TEXT PASSAGE.
=== Begin Enclosure ===

The law mandates that commercial drivers must meet certain minimum health requirements in order to perform their work. "Commercial driver" as a term tends to have associations with big-rig truckers, but it also applies to other jobs, including bus drivers. To comply with federal requirements, they must undergo physical (though not psychological) checkups. These involve a fairly standard battery of tests, from blood pressure checks to drug screenings, and most employers require them annually.

If the Utah incident is deemed a genuinely spontaneous event--the bus driver didn't have known health issues and the checkups didn't reveal any red flags--then it's possible Greyhound won't have any legal liability in this case. Even if the tests had some concerning results, though, the driver might have been on the road anyway.

Unfit Drivers Still Hit the Road All the Time.

Our firm has dealt with hundreds of cases in which commercial-driving firms failed to keep their unhealthy employees off the asphalt. I don't think this lack of oversight is malicious so much as it is desperate; the firms want — need — to keep their fleet on the road at all costs, and to do that they need more drivers than they might have with tighter rules. If they must relax their hiring standards or even occasionally turn a blind eye to medical problems, then so be it. Business can't be slowed for something as petty as federal regulations, after all.

Leaving aside that the industry's medical tests and their administrators have problems of their own, one of the biggest myths associated with the tests is that commercial drivers absolutely must pass them to remain on the road. In some circumstances, they are allowed to continue driving provisionally as long as they receive treatment for whatever made them fail their exam. In other words, they didn't meet the Department of Transportation's (more accurately the FMCSA's) minimum health standards, but they are permitted to keep working as they try to reach those standards.

I don't have to be a safety zealot to think it's weird to say "You can keep driving while you work on being fit to drive." Unless or until someone meets the requirements of a job, especially a potentially dangerous one, they simply shouldn't do it. Because trucking firms have a tough time finding drivers, though, they take advantage of those "fake it 'til you make it" exceptions and put unhealthy people on the road. If that sounds like their decision gambles with the lives of their passengers and other motorists on the road, that's because it does.

So in circumstances like this, we must ask: "Were there warning signs that any reasonable employer should have known about?" Did Greyhound know the driver could fall unconscious? Could they at least have suspected it was possible? If it's determined that the driver's episode could have been foreseen, plaintiffs might have a cause of action in the form of negligent hiring or supervision.

Here's the Takeaway.

Thanks to the news reports we know that something terrible happened in rural Utah. We know a bus crash hurt several people and tragically cut short the life of a teenage girl. What we don't yet know is what really happened, and as such it's far too early to definitively say what or who is to blame.

Just because news sources allege that a medical emergency may have caused an accident--a crash, a fall, or another harmful situation--that's really only the beginning of the story, not the end. We can't know the context of what emerged from a news article based on preliminary investigations. What makes the law even-handed rather than an instrument of indiscriminate punishment is that it's capable of considering nuance before absolving or punishing someone. Further investigation will conclusively determine whether Greyhound put an unfit driver on the road, or if the driver was genuinely surprised by an unknown condition on New Year's Eve.

=== End Enclosure ===

DATA FOR REVIEW.
=== Begin Enclosure ===

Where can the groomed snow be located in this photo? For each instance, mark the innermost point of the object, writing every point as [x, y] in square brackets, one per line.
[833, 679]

=== End Enclosure ===
=== Begin Enclosure ===

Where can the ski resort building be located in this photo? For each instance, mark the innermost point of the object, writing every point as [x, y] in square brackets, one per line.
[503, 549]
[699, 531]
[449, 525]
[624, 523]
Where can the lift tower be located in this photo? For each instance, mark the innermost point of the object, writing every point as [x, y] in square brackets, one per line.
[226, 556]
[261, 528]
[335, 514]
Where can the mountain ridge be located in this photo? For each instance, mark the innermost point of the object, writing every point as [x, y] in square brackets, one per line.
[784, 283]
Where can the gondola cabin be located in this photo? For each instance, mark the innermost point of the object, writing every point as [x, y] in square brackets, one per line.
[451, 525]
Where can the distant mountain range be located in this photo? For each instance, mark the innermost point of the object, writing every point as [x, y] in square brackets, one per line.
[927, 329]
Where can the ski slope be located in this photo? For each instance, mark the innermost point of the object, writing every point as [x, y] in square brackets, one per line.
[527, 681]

=== End Enclosure ===
=== Begin Enclosure ===

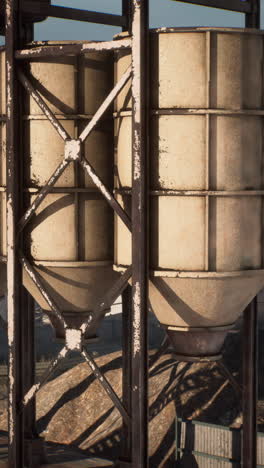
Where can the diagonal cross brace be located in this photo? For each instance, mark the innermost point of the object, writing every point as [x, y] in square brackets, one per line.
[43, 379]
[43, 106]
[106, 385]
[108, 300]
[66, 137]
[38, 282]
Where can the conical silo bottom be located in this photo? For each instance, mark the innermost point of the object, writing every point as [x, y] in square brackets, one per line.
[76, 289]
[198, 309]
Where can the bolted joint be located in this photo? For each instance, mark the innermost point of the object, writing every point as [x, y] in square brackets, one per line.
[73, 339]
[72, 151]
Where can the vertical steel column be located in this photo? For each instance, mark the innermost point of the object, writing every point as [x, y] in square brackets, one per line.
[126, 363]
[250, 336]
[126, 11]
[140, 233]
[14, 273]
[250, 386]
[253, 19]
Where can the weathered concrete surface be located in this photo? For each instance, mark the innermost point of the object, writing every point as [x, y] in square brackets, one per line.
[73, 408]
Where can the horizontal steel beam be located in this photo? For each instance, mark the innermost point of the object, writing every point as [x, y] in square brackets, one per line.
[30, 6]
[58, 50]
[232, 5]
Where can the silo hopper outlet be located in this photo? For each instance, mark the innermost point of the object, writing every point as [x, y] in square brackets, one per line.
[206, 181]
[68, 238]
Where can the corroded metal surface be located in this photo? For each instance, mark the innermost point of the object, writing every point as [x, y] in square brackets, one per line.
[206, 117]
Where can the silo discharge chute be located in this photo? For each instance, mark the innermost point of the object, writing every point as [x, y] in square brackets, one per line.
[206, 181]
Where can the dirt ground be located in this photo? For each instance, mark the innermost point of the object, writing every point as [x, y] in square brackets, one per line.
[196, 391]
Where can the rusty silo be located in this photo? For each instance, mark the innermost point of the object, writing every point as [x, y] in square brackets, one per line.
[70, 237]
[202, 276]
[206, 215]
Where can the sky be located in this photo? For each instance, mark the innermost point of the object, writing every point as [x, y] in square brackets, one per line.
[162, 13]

=== End Enclosure ===

ASSIGNED TASK. Write out the stretch of the bus-crash passage above from "The law mandates" through "All the Time.", word for word.

RESULT OF THIS TASK.
The law mandates that commercial drivers must meet certain minimum health requirements in order to perform their work. "Commercial driver" as a term tends to have associations with big-rig truckers, but it also applies to other jobs, including bus drivers. To comply with federal requirements, they must undergo physical (though not psychological) checkups. These involve a fairly standard battery of tests, from blood pressure checks to drug screenings, and most employers require them annually.

If the Utah incident is deemed a genuinely spontaneous event--the bus driver didn't have known health issues and the checkups didn't reveal any red flags--then it's possible Greyhound won't have any legal liability in this case. Even if the tests had some concerning results, though, the driver might have been on the road anyway.

Unfit Drivers Still Hit the Road All the Time.